**WHAT THE EXERCISE ASKS:** Could you restate every record below word for word?

(Stored items)
_ _ _ _ _ _ _

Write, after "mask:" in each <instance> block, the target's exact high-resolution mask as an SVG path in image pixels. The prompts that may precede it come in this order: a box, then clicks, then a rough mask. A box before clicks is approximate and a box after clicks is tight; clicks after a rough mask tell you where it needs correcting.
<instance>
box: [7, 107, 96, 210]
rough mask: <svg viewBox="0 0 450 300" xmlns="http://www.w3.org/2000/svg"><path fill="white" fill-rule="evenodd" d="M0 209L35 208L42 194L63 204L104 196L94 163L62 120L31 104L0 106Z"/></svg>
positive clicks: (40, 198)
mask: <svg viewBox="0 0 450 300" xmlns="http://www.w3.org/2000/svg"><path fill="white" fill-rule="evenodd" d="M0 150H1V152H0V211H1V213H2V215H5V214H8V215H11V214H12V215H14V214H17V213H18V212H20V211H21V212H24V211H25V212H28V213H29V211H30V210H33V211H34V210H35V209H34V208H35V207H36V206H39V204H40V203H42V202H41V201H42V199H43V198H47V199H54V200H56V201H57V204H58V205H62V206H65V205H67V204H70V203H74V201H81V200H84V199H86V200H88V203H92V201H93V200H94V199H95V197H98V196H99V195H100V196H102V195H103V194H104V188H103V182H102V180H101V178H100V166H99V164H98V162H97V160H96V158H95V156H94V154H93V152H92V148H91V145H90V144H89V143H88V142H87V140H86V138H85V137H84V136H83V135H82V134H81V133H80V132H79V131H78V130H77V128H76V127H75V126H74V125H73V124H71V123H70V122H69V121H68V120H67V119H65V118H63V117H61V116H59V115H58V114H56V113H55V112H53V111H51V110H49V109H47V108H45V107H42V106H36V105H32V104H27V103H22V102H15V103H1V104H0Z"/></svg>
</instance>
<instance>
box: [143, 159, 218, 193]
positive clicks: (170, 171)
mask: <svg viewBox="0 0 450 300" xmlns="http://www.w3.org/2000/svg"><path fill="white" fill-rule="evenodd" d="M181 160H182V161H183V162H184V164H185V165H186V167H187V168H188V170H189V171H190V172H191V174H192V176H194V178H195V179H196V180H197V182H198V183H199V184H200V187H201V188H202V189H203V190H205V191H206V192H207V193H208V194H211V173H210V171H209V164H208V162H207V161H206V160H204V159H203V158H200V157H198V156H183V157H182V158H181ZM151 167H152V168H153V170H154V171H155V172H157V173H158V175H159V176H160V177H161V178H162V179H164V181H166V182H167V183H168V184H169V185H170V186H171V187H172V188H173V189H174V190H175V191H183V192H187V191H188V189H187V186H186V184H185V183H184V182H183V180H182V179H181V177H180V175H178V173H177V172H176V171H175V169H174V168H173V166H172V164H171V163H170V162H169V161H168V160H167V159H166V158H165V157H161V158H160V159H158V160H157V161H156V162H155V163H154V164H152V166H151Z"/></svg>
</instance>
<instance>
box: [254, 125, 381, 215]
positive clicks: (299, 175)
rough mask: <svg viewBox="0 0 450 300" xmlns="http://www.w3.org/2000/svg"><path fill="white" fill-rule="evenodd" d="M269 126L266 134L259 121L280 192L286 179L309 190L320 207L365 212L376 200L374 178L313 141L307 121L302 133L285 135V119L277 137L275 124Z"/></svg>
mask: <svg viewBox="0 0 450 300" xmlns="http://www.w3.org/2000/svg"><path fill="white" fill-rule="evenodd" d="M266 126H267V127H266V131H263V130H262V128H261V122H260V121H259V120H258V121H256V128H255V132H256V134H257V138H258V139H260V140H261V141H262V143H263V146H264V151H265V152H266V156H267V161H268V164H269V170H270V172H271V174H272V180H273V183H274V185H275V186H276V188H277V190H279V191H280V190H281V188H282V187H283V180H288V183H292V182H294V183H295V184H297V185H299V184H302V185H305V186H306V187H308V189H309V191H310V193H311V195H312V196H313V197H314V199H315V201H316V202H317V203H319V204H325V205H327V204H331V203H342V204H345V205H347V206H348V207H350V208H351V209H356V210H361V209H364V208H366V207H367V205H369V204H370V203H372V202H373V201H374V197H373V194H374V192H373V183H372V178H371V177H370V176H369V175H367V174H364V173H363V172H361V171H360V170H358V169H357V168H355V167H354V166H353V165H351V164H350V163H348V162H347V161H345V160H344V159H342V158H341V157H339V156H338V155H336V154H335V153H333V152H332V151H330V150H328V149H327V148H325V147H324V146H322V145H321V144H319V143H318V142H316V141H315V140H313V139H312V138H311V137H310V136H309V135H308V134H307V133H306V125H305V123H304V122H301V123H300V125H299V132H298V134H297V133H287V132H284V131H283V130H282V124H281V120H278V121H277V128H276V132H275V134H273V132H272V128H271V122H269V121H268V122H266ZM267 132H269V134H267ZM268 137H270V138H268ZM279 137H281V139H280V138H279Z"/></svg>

_ _ _ _ _ _ _

**ANSWER BOX:**
Write, after "mask:" in each <instance> block, the target's exact high-resolution mask as an SVG path in image pixels. The prompts that may precede it come in this order: a box, then clicks, then a rough mask. A box before clicks is approximate and a box after clicks is tight; clicks after a rough mask tell you where it needs correcting.
<instance>
box: [7, 107, 96, 210]
rough mask: <svg viewBox="0 0 450 300" xmlns="http://www.w3.org/2000/svg"><path fill="white" fill-rule="evenodd" d="M0 209L35 208L42 194L63 204L104 196L94 163L62 120L31 104L0 106Z"/></svg>
positive clicks: (40, 198)
mask: <svg viewBox="0 0 450 300" xmlns="http://www.w3.org/2000/svg"><path fill="white" fill-rule="evenodd" d="M0 150H1V152H0V211H1V213H2V215H5V214H8V215H11V214H12V215H14V214H17V213H18V212H20V211H21V212H24V211H25V212H28V213H29V211H30V210H33V211H34V210H35V209H34V208H35V207H36V206H39V204H40V203H42V202H41V201H42V199H43V198H47V199H54V200H56V201H57V204H58V205H62V206H65V205H67V204H70V203H74V201H81V200H84V199H86V200H88V203H92V201H93V200H94V199H95V197H98V196H99V195H100V196H102V195H103V194H104V188H103V182H102V180H101V178H100V166H99V164H98V162H97V160H96V158H95V156H94V154H93V152H92V148H91V145H90V144H89V143H88V142H87V140H86V138H85V137H84V136H83V135H82V134H81V133H80V132H79V131H78V130H77V128H76V127H75V126H74V125H73V124H71V123H70V122H69V121H68V120H67V119H65V118H63V117H61V116H59V115H58V114H56V113H55V112H53V111H51V110H49V109H47V108H45V107H42V106H36V105H32V104H27V103H22V102H15V103H1V104H0Z"/></svg>
</instance>
<instance>
box: [143, 159, 218, 193]
positive clicks: (170, 171)
mask: <svg viewBox="0 0 450 300" xmlns="http://www.w3.org/2000/svg"><path fill="white" fill-rule="evenodd" d="M181 160H182V161H183V162H184V164H185V165H186V167H187V168H188V170H189V171H190V172H191V174H192V176H194V178H195V179H196V180H197V182H198V183H199V184H200V187H201V188H202V189H203V190H205V191H206V192H207V193H208V194H211V173H210V171H209V164H208V162H207V161H206V160H204V159H203V158H200V157H198V156H183V157H182V158H181ZM151 167H152V168H153V170H154V171H155V172H157V173H158V175H159V176H160V177H161V178H162V179H164V181H166V182H167V183H168V184H169V185H170V186H171V187H172V188H173V189H174V190H175V191H183V192H187V191H188V189H187V186H186V184H185V183H184V182H183V180H182V179H181V177H180V175H178V173H177V172H176V171H175V169H174V168H173V166H172V164H171V163H170V162H169V161H168V160H167V159H166V158H165V157H161V158H160V159H158V160H157V161H156V162H155V163H154V164H152V166H151Z"/></svg>
</instance>
<instance>
box: [254, 125, 381, 215]
positive clicks: (299, 175)
rough mask: <svg viewBox="0 0 450 300" xmlns="http://www.w3.org/2000/svg"><path fill="white" fill-rule="evenodd" d="M269 126L266 134L259 121L280 192L286 179L309 190L320 207L365 212L376 200L374 178L313 141L307 121L302 133L285 135V119L277 137L275 124Z"/></svg>
mask: <svg viewBox="0 0 450 300" xmlns="http://www.w3.org/2000/svg"><path fill="white" fill-rule="evenodd" d="M266 126H267V127H266V131H263V130H262V128H261V122H260V121H259V120H258V121H256V128H255V132H256V134H257V138H258V139H260V140H261V141H262V143H263V146H264V151H265V152H266V156H267V161H268V164H269V170H270V172H271V174H272V180H273V183H274V185H275V186H276V188H277V190H279V191H280V190H281V188H282V187H283V180H288V183H292V182H294V183H295V184H297V185H299V184H302V185H305V186H306V187H308V189H309V191H310V193H311V195H312V196H313V197H314V199H315V201H316V202H317V203H319V204H325V205H327V204H331V203H342V204H345V205H347V206H348V207H350V208H351V209H356V210H361V209H364V208H366V207H367V205H369V204H370V203H372V202H373V201H374V197H373V194H374V192H373V183H372V178H371V177H370V176H369V175H367V174H364V173H363V172H361V171H360V170H358V169H357V168H355V167H354V166H353V165H351V164H350V163H348V162H347V161H345V160H344V159H342V158H341V157H339V156H338V155H336V154H335V153H333V152H332V151H330V150H328V149H327V148H325V147H324V146H322V145H321V144H319V143H318V142H316V141H315V140H313V139H312V138H311V137H310V136H309V135H308V134H307V133H306V125H305V123H304V122H301V123H300V125H299V132H298V134H297V133H287V132H284V131H283V130H282V124H281V120H278V121H277V128H276V132H275V134H273V132H272V128H271V122H269V121H268V122H266ZM267 132H269V134H267ZM268 137H270V138H268ZM279 137H281V139H280V138H279Z"/></svg>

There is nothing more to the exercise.